[Collection entries]
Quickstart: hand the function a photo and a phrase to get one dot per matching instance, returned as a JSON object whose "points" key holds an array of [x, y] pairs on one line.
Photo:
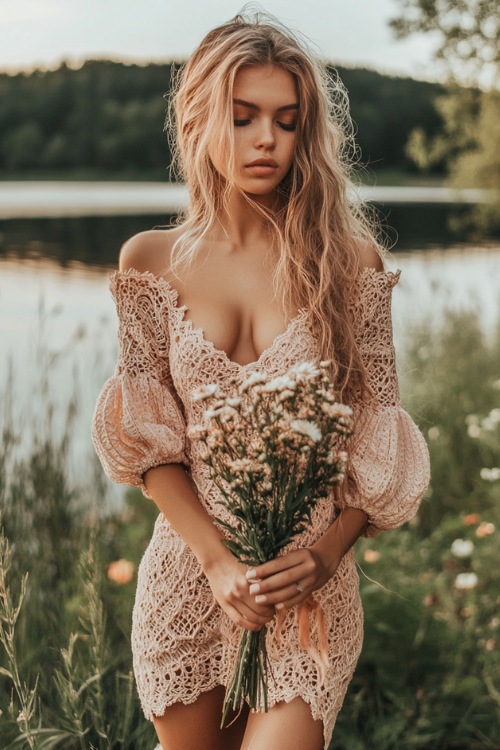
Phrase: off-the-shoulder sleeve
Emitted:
{"points": [[389, 456], [138, 421]]}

**WHAT TO DO:** Reproduce the listing above word for word, leaving out the picture.

**EXERCISE RESULT:**
Quickstart: hand the function a photo and a phrase to get one dot per matching instance, returned as a JSON object whose "points" key holds an array of [x, y] pairs on one line.
Photo:
Phrase: off-the-shoulder sleeve
Emitted:
{"points": [[389, 456], [138, 421]]}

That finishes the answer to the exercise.